Что нужно сделать —
**1.** Объясните по отрывку о встречах с Пастернаком, почему стихотворение «Во всем мне хочется дойти до самой сути…» было прочитано Пастернаку по-польски.
**2.** Процитируйте из отрывка о встречах с Пастернаком часть, которая начинается со слов «А потом Пастернак» и продолжается до слов «этого страстного монолога.» включительно.

Фрагмент текста —
════
А потом Пастернак читал свои стихи — иначе, чем обычно читают русские — спокойно, без жестикуляции. Он читал недавно написанный цикл. Среди этих стихотворений была «Музыка», о которой он только что рассказывал, «Золотая осень», а стихотворение «Во всем мне хочется дойти до самой сути…» стало своего рода поэтическим итогом этого страстного монолога.
Я прочитал Пастернаку это стихотворение по-польски, поскольку два дня назад его перевел. Он сказал, что не знает польского языка, но звучание, общая интонация перевода кажется ему близкой оригиналу. И добавил: «Это стихотворение, в сущности, несколько декларативно, но для меня оно очень важно. В нем, пожалуй, есть то, что является содержанием почти всех моих произведений».
Пастернак говорил, что ему хорошо работается в Переделкине, что он не представляет себе жизни в другом месте, что мало с кем тут видится — чаще всего со своим ближайшим соседом Всеволодом Ивановым. Когда я упомянул, что назавтра приглашен к Иванову на обед, он обрадовался: «Замечательно, это мой друг, я тогда тоже завтра приду».
На следующий день я вновь оказался в Переделкине. На обеде, кроме Иванова и его семьи, присутствовали Борис Пастернак с женой. Речь шла о современной русской литературе, о ее связях и расхождениях с литературой Западной Европы. Пастернак говорил о самобытности русской литературы и даже поэзии, доказывал, что этому способствовал целый ряд исторических факторов, что эта специфика не только стиля, но прежде всего видения, мировосприятия — ценна, но она оторвала русскую литературу от общего течения, от европейской мысли. Критически отзывался об участии писателей в работе союза писателей, заметил, что это дело чиновников. «Впрочем, — добавил Пастернак, — большинство деятелей союза и так являются чиновниками». Иванов, который в это время занимал там какой-то руководящий пост, пытался возразить, но Пастернак шутливо прервал его: «Ведь на самом деле ты со мной согласен: писателю следует писать — и только».
════
Исходные записи —
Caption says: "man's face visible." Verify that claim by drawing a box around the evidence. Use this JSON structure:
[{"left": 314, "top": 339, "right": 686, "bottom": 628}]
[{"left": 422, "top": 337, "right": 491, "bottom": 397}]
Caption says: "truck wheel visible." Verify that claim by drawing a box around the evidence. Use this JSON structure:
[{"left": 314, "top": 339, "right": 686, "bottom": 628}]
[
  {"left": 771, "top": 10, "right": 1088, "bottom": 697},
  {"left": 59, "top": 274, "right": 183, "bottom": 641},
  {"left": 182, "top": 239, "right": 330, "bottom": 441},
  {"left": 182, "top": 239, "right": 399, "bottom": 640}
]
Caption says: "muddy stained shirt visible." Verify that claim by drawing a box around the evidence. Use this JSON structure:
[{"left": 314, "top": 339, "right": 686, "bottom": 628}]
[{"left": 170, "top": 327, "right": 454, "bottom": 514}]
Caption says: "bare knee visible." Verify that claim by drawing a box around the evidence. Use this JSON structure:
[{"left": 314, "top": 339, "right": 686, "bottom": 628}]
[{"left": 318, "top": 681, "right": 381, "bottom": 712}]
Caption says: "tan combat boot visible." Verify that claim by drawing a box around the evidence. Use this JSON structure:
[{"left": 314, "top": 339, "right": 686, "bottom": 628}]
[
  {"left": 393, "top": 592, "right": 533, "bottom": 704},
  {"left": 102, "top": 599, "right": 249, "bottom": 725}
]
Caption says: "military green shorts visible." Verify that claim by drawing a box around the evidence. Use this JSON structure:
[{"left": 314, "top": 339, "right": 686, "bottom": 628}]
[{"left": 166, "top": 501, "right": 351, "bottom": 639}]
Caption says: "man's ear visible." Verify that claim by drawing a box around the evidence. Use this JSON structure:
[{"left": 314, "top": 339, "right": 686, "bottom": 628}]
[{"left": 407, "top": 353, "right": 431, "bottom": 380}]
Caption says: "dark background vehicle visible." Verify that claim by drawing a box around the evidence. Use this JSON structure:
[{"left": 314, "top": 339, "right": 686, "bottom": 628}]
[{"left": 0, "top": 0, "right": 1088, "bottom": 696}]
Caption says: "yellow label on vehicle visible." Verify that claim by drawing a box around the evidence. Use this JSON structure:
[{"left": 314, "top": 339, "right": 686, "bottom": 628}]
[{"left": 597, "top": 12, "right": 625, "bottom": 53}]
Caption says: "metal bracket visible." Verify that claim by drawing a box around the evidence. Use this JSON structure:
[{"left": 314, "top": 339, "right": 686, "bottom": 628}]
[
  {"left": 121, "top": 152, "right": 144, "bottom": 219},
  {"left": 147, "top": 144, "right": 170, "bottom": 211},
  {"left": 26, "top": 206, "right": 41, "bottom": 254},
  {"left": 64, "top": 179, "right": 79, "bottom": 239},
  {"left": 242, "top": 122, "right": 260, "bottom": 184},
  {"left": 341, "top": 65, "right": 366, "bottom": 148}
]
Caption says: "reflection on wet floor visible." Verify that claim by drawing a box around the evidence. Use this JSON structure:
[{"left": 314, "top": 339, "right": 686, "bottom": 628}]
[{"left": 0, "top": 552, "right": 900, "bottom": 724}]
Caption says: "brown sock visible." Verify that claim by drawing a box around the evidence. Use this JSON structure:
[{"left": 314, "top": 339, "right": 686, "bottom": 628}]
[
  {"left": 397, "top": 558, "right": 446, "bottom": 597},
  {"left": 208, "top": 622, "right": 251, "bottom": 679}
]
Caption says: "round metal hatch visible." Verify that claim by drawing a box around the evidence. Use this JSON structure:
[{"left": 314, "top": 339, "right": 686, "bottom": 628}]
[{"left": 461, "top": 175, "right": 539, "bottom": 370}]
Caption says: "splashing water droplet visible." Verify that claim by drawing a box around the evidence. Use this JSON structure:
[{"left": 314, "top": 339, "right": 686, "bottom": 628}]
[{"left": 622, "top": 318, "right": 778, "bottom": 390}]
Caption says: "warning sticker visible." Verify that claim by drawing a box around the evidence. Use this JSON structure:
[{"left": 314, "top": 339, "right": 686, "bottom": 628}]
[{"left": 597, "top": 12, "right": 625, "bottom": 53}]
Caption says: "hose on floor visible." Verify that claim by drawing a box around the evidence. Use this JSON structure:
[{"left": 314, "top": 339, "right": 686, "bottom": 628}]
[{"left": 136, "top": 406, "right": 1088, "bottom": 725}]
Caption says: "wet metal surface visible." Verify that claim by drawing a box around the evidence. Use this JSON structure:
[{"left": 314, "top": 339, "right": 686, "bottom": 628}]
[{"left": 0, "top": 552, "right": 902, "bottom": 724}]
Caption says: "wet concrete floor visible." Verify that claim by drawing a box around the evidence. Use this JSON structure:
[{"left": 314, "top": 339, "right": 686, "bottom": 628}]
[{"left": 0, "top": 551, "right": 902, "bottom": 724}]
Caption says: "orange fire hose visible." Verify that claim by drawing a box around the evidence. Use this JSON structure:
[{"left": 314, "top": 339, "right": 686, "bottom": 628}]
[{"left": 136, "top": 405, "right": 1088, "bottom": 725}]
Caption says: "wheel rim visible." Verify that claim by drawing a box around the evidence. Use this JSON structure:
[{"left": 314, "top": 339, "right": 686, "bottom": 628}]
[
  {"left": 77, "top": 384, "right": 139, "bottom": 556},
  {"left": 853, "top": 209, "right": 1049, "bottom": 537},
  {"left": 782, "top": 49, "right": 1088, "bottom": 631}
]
════
Решения задач —
**1.** Автор воспоминаний прочитал его по-польски, потому что за два дня до этого сам перевел это стихотворение на польский язык.

**2.**
А потом Пастернак читал свои стихи — иначе, чем обычно читают русские — спокойно, без жестикуляции. Он читал недавно написанный цикл. Среди этих стихотворений была «Музыка», о которой он только что рассказывал, «Золотая осень», а стихотворение «Во всем мне хочется дойти до самой сути…» стало своего рода поэтическим итогом этого страстного монолога.